_Reading passage_
The singularly most pervasive and persistent paradigm in computing to date is OOD & OOP, and it would be a brave man to predict either it's demise or supercedence.
OO is not inherently relational nor is it easily transmuted into the relational abstraction. It is easy and productive to design OO-systems that contain recursive, many-to-many and inherited data-structures. Converting between these and a relational model for the purposes of persistence is slow, messy, laborious and fraught with traps for the application programmer. Whilst the rules are pretty clearly defined and a DBA fully conversant with relational theory is capable of performing the transformations required, in most shops I have been party to, the RDBMS and the departments that manage them are not set up to assist the application programmer. They are often structured such that problems encountered by the AP with his application data are considered "his problem", and the data he deposits in the RDBMS become detached from his control.
In your example,
(Just consider the amount of reprogramming that you have to do to match what a DBA accomplishes by adding the right index to speed up existing queries.), in most cases, any speed gained by an application by the addition of the right index, would be entirely unnecessary if the data was maintained locally by the application, already so indexed.

_Entries_
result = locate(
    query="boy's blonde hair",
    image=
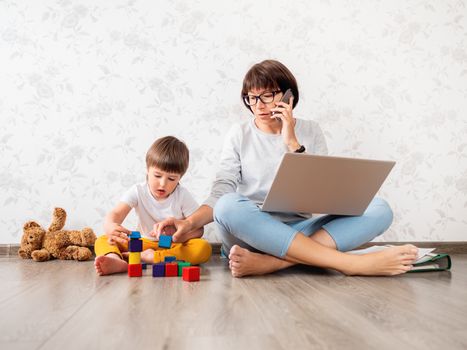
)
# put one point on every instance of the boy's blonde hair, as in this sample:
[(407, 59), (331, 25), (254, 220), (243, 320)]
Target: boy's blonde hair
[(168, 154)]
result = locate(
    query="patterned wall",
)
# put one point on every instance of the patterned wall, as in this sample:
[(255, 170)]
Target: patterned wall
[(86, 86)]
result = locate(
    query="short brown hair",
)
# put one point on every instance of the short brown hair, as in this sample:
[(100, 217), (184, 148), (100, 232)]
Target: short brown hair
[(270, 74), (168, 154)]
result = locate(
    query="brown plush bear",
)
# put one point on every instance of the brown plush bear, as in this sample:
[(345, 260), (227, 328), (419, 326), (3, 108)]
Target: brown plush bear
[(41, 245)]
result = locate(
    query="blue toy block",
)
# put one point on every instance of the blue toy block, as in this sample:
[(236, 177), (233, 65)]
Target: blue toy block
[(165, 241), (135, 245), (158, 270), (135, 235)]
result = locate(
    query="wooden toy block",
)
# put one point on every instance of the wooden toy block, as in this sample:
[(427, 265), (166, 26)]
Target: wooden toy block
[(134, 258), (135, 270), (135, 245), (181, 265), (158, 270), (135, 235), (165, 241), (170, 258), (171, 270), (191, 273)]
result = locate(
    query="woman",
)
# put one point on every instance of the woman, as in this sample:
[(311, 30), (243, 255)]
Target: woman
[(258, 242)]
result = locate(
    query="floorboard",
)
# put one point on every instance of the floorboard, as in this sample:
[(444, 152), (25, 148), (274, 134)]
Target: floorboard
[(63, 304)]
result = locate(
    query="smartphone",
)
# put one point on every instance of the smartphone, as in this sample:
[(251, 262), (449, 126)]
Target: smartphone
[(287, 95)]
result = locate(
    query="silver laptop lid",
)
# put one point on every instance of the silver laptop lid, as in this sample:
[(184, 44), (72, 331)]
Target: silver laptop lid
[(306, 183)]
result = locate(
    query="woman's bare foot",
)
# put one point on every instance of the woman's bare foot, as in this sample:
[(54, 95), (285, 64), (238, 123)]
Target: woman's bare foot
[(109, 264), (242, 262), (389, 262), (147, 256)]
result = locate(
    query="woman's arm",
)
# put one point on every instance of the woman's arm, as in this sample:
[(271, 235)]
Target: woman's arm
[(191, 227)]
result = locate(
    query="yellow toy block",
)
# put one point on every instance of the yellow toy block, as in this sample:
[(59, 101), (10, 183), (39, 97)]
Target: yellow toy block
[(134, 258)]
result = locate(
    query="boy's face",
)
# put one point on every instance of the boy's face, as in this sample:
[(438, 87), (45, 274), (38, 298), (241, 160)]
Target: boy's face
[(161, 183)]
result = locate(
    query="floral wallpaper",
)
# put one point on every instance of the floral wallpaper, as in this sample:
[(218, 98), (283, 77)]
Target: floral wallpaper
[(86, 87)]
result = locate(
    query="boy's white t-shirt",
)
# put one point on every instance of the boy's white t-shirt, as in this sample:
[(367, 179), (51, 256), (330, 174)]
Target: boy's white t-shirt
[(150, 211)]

_Set of tasks_
1) From the post on object-oriented design and relational databases, list the kinds of data-structures it says OO-systems can easily and productively contain.
2) Please continue the post on object-oriented design and relational databases from the point where it stops.

_Task responses_
1) recursive, many-to-many, inherited

2)
In fact, it is entirely possible to encode the rules for normalisation and conversion of these data structure types such that the conversion to a relational view can be performed auto magically. It should be possible for the OO-programmer to throw his objects at his central data store and have it perform whatever conversions are required to store them. Having every programmer produce code to perform these types of conversions is unproductive and risky. Structuring every application around the constraints, rules and demands of the relational model and the SQL abstraction similarly so. The purpose of an abstraction should be to hide the implementation detail from the concern of the user of the abstraction. Neither the relational model nor SQL do this. They serve only one purpose -- to simplify the task of the RDBMS writer.
As an OO programmer, I want to be able to create an instance of an object and be given an handle to it. If that instance need to persist beyond the life of the program, I want to be able to indicate this at creation time, or invoke a method that causes that to happen. And that should be that.
Retrieving that instance from another application should be transparent to me. I create the instance using whatever initialisation (derived from whatever source) and if that instance already exists in the DB, I should get a handle to it. If not, it should be created and I get a handle to that new instance. The process of serialisation, conversion to the underlying storage medium, normalisation, indexing etc. should be entirely transparent to me. Then, and only then, will I be able to concentrate on writing my application instead of spending my time trying to adapt the requirements of my application to the limitations, rules and specificities of the DMBS.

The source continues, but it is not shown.